▸ **THINGS TO DO**
(1) Change "social media" to "online platforms" in the holiday sadness piece. Then write out its passage from "Maybe it’s a" up to and including "world to see.".
(2) Answer these questions from the holiday sadness piece:
(a) What two things give free access at the library?
(b) According to the piece, what do people put on for the world to see?
(c) Which three things are named as holding beauty around you?
(3) Pick up the holiday sadness piece after its final line and continue it.

▸ **EXCERPT TO READ**
•••
Not everyone is merry.
All are not glad.
Some folks look forward to holidays
While others are sad.
Heads up – this is raw and real. This is the time of year where, out of the blue, it can feel like things are just not as happy as we would like them to be. Sometimes just reflecting on what has not worked out, or asking why this or that happened can cause sadness.
Maybe it’s a friend or family that’s no longer in our life; some by choice and many times not. Maybe there are other struggles that have not been shared with anyone. And one only needs to look at social media to think we simply don’t measure up to the smiles and good cheer so many people project. Just remember that people put their best face on for the world to see.
However, there are some things that CAN help. Although it sounds kind of cheesy, just consider:
- Listen to a positive and motivating podcast or YouTube. We have so much at our fingertips if we just utilize it. No Wi-Fi… there’s the library with free access with a library card or an ID.
- Look for the things that hold beauty around you. The trees, the sky, the stars at night… whatever draws you to look further.
•••
▸ **SOURCE DATA**

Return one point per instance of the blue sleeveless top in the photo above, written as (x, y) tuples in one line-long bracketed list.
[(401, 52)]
•••
▸ **FINAL ANSWERS**
(1)
Maybe it’s a friend or family that’s no longer in our life; some by choice and many times not. Maybe there are other struggles that have not been shared with anyone. And one only needs to look at online platforms to think we simply don’t measure up to the smiles and good cheer so many people project. Just remember that people put their best face on for the world to see.

(2)
(a) A library card or an ID.
(b) Their best face.
(c) The trees, the sky and the stars at night.

(3)
- Write it down. List all the doom and gloom, then immediately afterward write the word “however” and then write the opposite. For example:
“I feel (sad or down), however, I can go look at the lights in my neighborhood and that usually cheers me up.” Keep on writing until the mood passes.
- Reach out. You are not alone. There is always someone else around that needs uplifting as well.
Finally, to highlight some tips listed below taken from a handout from the Ohio Association of County Behavioral Health. Authorities.
- Think ahead. Holidays often bring home relatives that are eager to talk about their successes. This can be painful for those who feel left behind.
- Get help with holiday tasks.
- Give yourself permission to enjoy the holidays.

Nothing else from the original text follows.